[Instruções da tarefa]:
Responda às perguntas abaixo com base no texto sobre herança.
(a) Segundo o texto, em que situação a herança é boa?
(b) Que sentimentos a divisão dos bens de um ente querido pode trazer à tona?
(c) Que sensação surge ao ver os pertences do falecido serem tomados por outra pessoa?

Herança é bom quando vem de longe, de um parente distante, quando os laços afetivos são quase que inexistentes. Receber uma herança de um familiar próximo exige um trabalho afetivo que nem sempre é fácil de administrar.
A morte de um ente querido e a divisão dos bens adquiridos por este ao longo da vida, traz a tona muitos sentimentos. Muitos deles remetem a culpa, ciúme, mágoas, ressentimento entre outros.
Quando alguém próximo morre a intimidade deste vem à tona e fica exposto a especulações. Por que guardava isto? Qual era sua intenção quando fez tal coisa? O que desejava que fosse feito com determinados objetos? Ficam espaços para serem completados com respostas das quais não se tem mais como saber, se não supor. A imaginação fica a solta e a dor também.
Quando se mexe ou se apropria dos pertences do falecido a sensação pode ser a de estar invadindo um terreno que não lhe pertence. Por outro lado, ver estes pertences serem tomados por outro, gera o sentimento de como se algo seu estivesse sendo roubado. É que à medida que os bens são divididos, suscita a sensação de que se está perdendo a referencia da historia de vida da pessoa que morreu.

[Itens de dados]:
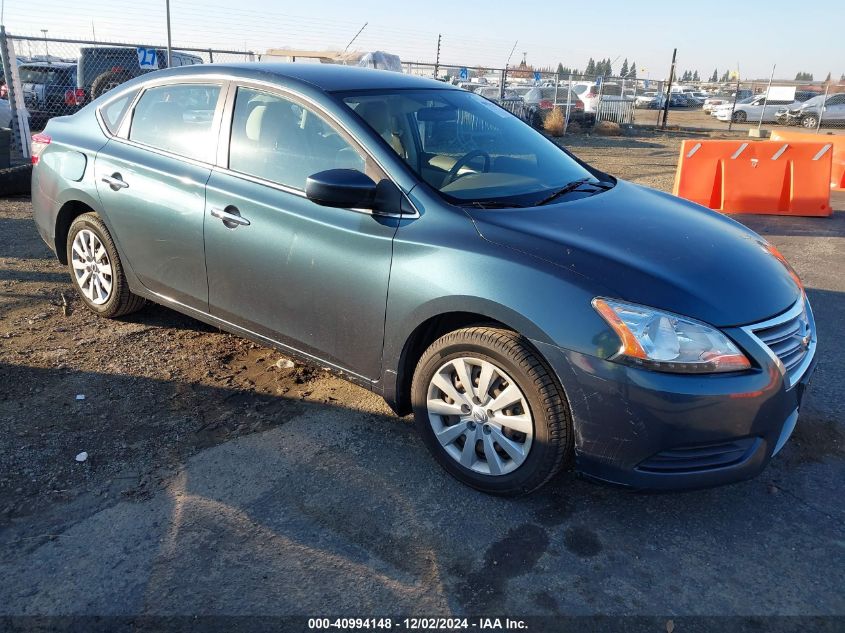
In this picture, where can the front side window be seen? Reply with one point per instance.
(279, 140)
(466, 147)
(177, 118)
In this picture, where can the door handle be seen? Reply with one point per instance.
(231, 220)
(115, 182)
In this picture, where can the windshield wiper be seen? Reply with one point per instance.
(572, 186)
(492, 204)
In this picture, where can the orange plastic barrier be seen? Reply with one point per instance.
(766, 177)
(837, 176)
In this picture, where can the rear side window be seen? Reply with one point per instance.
(279, 140)
(177, 118)
(113, 111)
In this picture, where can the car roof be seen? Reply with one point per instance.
(326, 77)
(60, 65)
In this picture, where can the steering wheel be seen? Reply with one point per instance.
(463, 161)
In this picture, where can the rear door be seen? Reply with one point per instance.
(151, 180)
(312, 277)
(835, 109)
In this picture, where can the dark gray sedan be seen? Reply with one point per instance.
(532, 312)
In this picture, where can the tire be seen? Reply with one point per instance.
(106, 294)
(108, 80)
(529, 462)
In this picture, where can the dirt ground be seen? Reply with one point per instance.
(201, 445)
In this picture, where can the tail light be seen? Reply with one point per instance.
(39, 144)
(74, 97)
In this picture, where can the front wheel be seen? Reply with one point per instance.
(96, 270)
(491, 411)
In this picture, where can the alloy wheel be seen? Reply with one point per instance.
(92, 269)
(480, 416)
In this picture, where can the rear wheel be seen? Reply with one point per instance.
(491, 411)
(96, 270)
(108, 80)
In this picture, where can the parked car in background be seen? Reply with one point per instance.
(495, 94)
(531, 311)
(649, 99)
(543, 98)
(49, 89)
(470, 85)
(761, 106)
(678, 100)
(715, 100)
(808, 113)
(718, 110)
(101, 68)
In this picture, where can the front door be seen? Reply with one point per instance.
(152, 186)
(312, 277)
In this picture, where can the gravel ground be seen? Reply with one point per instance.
(223, 479)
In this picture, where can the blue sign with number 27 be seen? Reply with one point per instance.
(147, 58)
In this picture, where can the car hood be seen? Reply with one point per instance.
(654, 249)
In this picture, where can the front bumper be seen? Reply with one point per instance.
(651, 430)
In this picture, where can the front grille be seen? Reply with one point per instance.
(791, 338)
(697, 458)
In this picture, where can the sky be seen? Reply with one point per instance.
(750, 35)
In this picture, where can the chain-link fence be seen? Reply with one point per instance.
(588, 99)
(57, 77)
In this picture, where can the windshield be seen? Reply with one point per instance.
(466, 147)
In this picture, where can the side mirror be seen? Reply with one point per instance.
(344, 188)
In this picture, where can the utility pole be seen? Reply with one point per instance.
(343, 54)
(46, 49)
(766, 98)
(505, 72)
(437, 58)
(736, 97)
(169, 52)
(669, 88)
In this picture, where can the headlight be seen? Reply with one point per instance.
(663, 341)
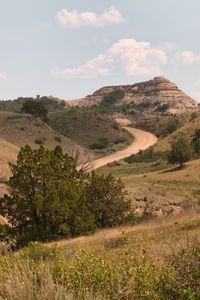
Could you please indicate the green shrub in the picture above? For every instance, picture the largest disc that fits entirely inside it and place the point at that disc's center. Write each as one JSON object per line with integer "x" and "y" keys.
{"x": 40, "y": 141}
{"x": 149, "y": 155}
{"x": 102, "y": 143}
{"x": 57, "y": 139}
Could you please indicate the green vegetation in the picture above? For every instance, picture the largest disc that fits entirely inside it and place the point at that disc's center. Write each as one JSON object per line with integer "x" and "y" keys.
{"x": 102, "y": 143}
{"x": 35, "y": 108}
{"x": 149, "y": 155}
{"x": 180, "y": 151}
{"x": 128, "y": 266}
{"x": 161, "y": 126}
{"x": 89, "y": 129}
{"x": 196, "y": 141}
{"x": 49, "y": 199}
{"x": 40, "y": 141}
{"x": 50, "y": 103}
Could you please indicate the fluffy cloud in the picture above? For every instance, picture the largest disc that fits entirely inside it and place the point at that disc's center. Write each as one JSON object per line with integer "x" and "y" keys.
{"x": 127, "y": 56}
{"x": 188, "y": 57}
{"x": 3, "y": 76}
{"x": 76, "y": 19}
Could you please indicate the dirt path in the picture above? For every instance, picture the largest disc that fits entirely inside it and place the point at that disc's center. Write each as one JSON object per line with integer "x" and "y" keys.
{"x": 142, "y": 141}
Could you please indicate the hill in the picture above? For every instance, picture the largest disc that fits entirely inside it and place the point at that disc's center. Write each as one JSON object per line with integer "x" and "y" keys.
{"x": 158, "y": 95}
{"x": 51, "y": 103}
{"x": 90, "y": 129}
{"x": 158, "y": 188}
{"x": 8, "y": 153}
{"x": 188, "y": 129}
{"x": 156, "y": 260}
{"x": 19, "y": 129}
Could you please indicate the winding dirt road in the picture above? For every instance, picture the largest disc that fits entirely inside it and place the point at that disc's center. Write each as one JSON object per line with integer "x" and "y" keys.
{"x": 142, "y": 141}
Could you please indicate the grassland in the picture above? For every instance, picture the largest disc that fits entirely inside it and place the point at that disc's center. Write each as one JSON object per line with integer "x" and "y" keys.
{"x": 156, "y": 260}
{"x": 18, "y": 130}
{"x": 88, "y": 128}
{"x": 164, "y": 189}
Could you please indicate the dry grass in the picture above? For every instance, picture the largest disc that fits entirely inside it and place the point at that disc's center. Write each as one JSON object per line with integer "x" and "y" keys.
{"x": 160, "y": 235}
{"x": 188, "y": 129}
{"x": 18, "y": 130}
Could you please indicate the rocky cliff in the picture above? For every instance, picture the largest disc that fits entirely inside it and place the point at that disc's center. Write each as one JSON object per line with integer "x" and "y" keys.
{"x": 158, "y": 94}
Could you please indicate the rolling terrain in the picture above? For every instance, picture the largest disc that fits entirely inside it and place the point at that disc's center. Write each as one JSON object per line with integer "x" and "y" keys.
{"x": 90, "y": 129}
{"x": 158, "y": 95}
{"x": 17, "y": 130}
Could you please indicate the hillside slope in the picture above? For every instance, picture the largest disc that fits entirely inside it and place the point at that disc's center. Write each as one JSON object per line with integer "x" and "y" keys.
{"x": 156, "y": 95}
{"x": 8, "y": 153}
{"x": 187, "y": 129}
{"x": 20, "y": 129}
{"x": 90, "y": 129}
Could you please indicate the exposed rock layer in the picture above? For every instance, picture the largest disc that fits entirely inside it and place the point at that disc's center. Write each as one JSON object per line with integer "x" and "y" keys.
{"x": 158, "y": 91}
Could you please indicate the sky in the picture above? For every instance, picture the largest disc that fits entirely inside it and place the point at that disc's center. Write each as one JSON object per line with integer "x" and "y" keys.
{"x": 68, "y": 49}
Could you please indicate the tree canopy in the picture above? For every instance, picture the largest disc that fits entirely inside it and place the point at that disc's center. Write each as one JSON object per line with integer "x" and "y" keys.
{"x": 50, "y": 199}
{"x": 35, "y": 108}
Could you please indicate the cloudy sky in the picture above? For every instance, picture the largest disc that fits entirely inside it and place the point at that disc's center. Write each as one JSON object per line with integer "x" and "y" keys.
{"x": 70, "y": 48}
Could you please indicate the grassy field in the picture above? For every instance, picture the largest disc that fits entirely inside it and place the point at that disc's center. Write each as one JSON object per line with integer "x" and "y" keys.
{"x": 18, "y": 130}
{"x": 164, "y": 189}
{"x": 88, "y": 128}
{"x": 159, "y": 259}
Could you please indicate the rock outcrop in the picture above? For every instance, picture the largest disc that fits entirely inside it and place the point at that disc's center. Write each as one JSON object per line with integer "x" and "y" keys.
{"x": 158, "y": 94}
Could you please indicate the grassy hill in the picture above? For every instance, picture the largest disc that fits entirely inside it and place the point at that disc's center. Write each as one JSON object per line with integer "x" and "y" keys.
{"x": 156, "y": 260}
{"x": 8, "y": 153}
{"x": 18, "y": 130}
{"x": 160, "y": 188}
{"x": 51, "y": 103}
{"x": 89, "y": 129}
{"x": 187, "y": 129}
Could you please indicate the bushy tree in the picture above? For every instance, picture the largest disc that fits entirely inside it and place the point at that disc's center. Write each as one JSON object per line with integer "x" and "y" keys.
{"x": 196, "y": 141}
{"x": 47, "y": 198}
{"x": 50, "y": 199}
{"x": 180, "y": 151}
{"x": 35, "y": 108}
{"x": 107, "y": 201}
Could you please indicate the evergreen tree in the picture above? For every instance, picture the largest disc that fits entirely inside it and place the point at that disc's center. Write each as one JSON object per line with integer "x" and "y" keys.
{"x": 47, "y": 198}
{"x": 107, "y": 201}
{"x": 35, "y": 108}
{"x": 180, "y": 151}
{"x": 196, "y": 141}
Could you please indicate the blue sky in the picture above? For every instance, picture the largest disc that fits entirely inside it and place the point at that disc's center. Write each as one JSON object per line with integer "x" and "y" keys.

[Resposta]:
(a) Quando vem de longe, de um parente distante, quando os laços afetivos são quase inexistentes.
(b) Culpa, ciúme, mágoas e ressentimento, entre outros.
(c) A sensação de que algo seu estivesse sendo roubado.